- YOUR OBJECTIVE: Each entry must be output exactly as it appears.

- INPUT RECORDS:
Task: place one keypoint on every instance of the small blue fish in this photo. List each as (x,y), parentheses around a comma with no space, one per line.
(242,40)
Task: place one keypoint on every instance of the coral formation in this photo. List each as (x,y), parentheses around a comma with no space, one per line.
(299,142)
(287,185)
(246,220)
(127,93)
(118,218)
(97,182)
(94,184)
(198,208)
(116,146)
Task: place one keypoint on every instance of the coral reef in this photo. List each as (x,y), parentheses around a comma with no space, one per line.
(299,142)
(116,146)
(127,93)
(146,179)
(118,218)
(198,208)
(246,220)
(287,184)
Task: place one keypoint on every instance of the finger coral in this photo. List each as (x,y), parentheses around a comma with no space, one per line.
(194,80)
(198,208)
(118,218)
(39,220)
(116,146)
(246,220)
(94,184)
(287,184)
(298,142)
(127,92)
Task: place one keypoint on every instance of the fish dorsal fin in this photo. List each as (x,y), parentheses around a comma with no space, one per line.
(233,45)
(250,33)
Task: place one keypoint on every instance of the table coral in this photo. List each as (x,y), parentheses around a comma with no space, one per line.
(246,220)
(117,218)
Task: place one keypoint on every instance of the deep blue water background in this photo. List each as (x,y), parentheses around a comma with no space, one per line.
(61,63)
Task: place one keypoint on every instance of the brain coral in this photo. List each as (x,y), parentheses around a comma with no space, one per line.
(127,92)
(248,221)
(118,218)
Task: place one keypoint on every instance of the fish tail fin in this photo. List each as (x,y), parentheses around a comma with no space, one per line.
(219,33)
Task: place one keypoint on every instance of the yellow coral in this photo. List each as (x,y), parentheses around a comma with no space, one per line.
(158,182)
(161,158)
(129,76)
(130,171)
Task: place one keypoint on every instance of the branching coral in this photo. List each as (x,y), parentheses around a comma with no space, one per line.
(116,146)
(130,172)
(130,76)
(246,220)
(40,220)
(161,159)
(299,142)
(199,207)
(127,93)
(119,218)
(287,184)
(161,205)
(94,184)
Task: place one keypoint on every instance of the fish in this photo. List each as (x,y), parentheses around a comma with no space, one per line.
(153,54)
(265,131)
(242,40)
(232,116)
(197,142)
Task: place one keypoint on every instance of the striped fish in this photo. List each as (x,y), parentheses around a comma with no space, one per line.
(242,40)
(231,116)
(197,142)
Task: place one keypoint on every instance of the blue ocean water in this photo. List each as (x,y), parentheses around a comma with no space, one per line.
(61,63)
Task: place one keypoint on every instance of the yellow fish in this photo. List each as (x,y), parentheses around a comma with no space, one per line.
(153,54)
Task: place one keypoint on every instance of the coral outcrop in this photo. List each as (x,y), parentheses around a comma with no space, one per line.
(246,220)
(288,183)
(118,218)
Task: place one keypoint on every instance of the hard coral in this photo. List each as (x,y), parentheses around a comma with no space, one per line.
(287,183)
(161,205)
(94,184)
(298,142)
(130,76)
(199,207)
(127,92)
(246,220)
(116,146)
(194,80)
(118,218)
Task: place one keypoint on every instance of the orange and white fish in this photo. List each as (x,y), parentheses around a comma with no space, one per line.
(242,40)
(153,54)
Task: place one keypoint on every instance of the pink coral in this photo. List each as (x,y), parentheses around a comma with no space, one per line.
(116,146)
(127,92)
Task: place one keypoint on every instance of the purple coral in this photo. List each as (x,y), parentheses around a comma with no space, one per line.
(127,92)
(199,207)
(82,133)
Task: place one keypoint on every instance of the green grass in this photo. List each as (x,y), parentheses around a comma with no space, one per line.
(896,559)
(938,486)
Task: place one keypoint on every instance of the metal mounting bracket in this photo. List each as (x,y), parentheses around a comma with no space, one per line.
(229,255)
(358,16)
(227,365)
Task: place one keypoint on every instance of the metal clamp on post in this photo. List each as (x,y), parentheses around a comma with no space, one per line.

- RESULT OF THIS TASK:
Task: place one keypoint on every instance of the small blue fish in this photo. List each as (x,y), parentheses around a comma with no space, one per line.
(242,40)
Task: place one keypoint on every instance of the coral formation in this photo. List each as (x,y), parentheses around a comma with no space, one per line.
(299,142)
(287,185)
(246,220)
(127,93)
(118,218)
(97,182)
(94,184)
(198,208)
(116,146)
Task: place one keypoint on every instance of the coral reef in this photo. List each as (x,y), parentheses around a comma with no space, one per line.
(299,142)
(116,146)
(127,93)
(146,179)
(118,218)
(198,208)
(246,220)
(287,184)
Task: place one keypoint on every instance of the finger coral in this photo. List each as (x,y), parentheses around a comma with no space, one per line.
(194,80)
(198,208)
(118,218)
(39,220)
(116,146)
(246,220)
(94,184)
(287,184)
(298,142)
(127,92)
Task: place one keypoint on every instance of the fish dorsal fin in this photo. List each as (x,y), parentheses around a comma with no space, one per line.
(233,45)
(250,33)
Task: place one keypoint on every instance of the table coral in this photo. List each as (x,y), parentheses around a comma with no space, one per line.
(246,220)
(117,218)
Task: place one keypoint on every instance of the deep blue water background in this photo. List each as (x,y), parentheses around a comma with no space, one per line.
(61,63)
Task: place one keypoint on every instance of the brain coral in this photo. List each as (x,y), parentheses around a comma with no space, one per line.
(127,92)
(248,221)
(118,218)
Task: place one keypoint on every instance of the fish tail fin in this photo. List each as (x,y), parentheses around a comma with no space, one per line.
(219,33)
Task: place one keypoint on every instance of the yellow coral in this photo. List each as (x,y), parentheses around a comma with no space, one per line.
(158,182)
(161,158)
(129,76)
(130,171)
Task: place one keypoint on every instance of the branching coral in this photo. List each as (x,y), parentheses around a comma with no space, one per line.
(116,146)
(130,172)
(130,76)
(246,220)
(40,220)
(161,159)
(299,142)
(199,207)
(127,93)
(119,218)
(287,184)
(161,205)
(94,184)
Task: place one keypoint on every instance of the fish in this photo. List each as (x,y), parentheses around a comma with no space, one per line.
(153,54)
(265,131)
(242,40)
(232,116)
(197,142)
Task: place one keypoint on every instance of the striped fish in this photo. List each as (x,y), parentheses around a comma with no space, one per line.
(242,40)
(231,116)
(197,142)
Task: place one keypoint on every instance of the blue ocean water in this photo. List each as (x,y), parentheses around a comma with no space, one per line.
(61,63)
Task: place one keypoint on every instance of the yellow fish in this photo. List each as (x,y), parentheses around a comma with no space, one per line.
(153,54)
Task: place one keypoint on every instance of the coral outcrop in this photo. List each as (x,y), parentheses around a comma with no space, one per line.
(246,220)
(288,183)
(118,218)
Task: place one keypoint on every instance of the hard coral in this photo. List each as (x,y), parentheses around a comma with no space, one per line.
(287,183)
(161,205)
(94,184)
(298,142)
(130,76)
(199,207)
(127,92)
(246,220)
(116,146)
(194,80)
(118,218)
Task: place one keypoint on every instance of the orange and white fish in this photo. List each as (x,y), parentheses around a comma with no space, one per line.
(242,40)
(153,54)
Task: place one keypoint on every instance of the pink coral in this photo. List each as (x,y), parentheses around a comma with no space, one per line.
(116,146)
(127,92)
Task: place one keypoint on every instance of the purple coral in this photo. List each as (x,y), parentheses around a comma with no space, one per line.
(127,92)
(199,207)
(82,133)
Task: place one keypoint on every instance of the green grass in this photo. List each as (x,y), parentheses around a comma with no space, one per line.
(896,559)
(938,486)
Task: place one keypoint on every instance of the metal mounting bracket in this photo. List each as (x,y), parentheses around a comma with no space, one per line.
(229,255)
(358,16)
(227,365)
Task: place one keypoint on every instance of the metal clamp on post in this photo. List each as (x,y), parentheses around a comma with no space, one per line.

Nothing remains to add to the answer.